▸ Written problem
Return every line from the items below that contains the word "wooden".

Position annotation records:
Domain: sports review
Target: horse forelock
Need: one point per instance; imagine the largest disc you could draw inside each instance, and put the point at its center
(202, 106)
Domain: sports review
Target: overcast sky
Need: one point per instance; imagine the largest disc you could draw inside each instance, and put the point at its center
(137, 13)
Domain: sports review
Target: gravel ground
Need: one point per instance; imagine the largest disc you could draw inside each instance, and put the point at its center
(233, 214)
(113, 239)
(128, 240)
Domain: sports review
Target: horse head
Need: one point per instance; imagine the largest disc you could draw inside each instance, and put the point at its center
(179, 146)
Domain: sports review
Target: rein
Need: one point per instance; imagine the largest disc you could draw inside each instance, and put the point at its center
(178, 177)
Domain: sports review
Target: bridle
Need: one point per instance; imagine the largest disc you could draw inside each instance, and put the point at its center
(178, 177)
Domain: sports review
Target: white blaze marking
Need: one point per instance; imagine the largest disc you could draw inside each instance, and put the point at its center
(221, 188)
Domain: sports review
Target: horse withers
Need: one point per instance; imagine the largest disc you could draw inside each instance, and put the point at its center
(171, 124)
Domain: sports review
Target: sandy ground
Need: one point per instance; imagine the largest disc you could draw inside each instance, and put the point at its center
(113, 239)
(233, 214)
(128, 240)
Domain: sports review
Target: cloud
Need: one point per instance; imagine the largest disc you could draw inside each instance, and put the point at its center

--

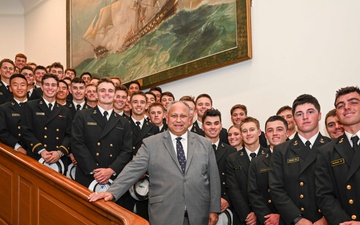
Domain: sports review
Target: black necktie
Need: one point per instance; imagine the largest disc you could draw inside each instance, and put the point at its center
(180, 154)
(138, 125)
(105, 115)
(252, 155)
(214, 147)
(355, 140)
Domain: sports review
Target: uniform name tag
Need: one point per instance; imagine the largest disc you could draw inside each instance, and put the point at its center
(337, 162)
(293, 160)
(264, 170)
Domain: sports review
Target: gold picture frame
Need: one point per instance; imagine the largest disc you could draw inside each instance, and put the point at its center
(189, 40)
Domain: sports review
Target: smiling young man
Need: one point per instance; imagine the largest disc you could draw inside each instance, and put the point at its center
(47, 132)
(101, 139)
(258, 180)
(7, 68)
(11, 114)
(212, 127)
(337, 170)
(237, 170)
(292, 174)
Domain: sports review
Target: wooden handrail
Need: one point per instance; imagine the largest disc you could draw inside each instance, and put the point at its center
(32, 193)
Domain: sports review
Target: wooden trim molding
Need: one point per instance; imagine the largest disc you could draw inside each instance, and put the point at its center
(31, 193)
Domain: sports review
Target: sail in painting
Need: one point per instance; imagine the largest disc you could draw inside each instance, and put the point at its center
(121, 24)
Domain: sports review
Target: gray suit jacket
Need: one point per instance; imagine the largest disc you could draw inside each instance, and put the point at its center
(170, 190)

▸ Result of the exercise
Target: wooden handrail
Target: wooden trim molding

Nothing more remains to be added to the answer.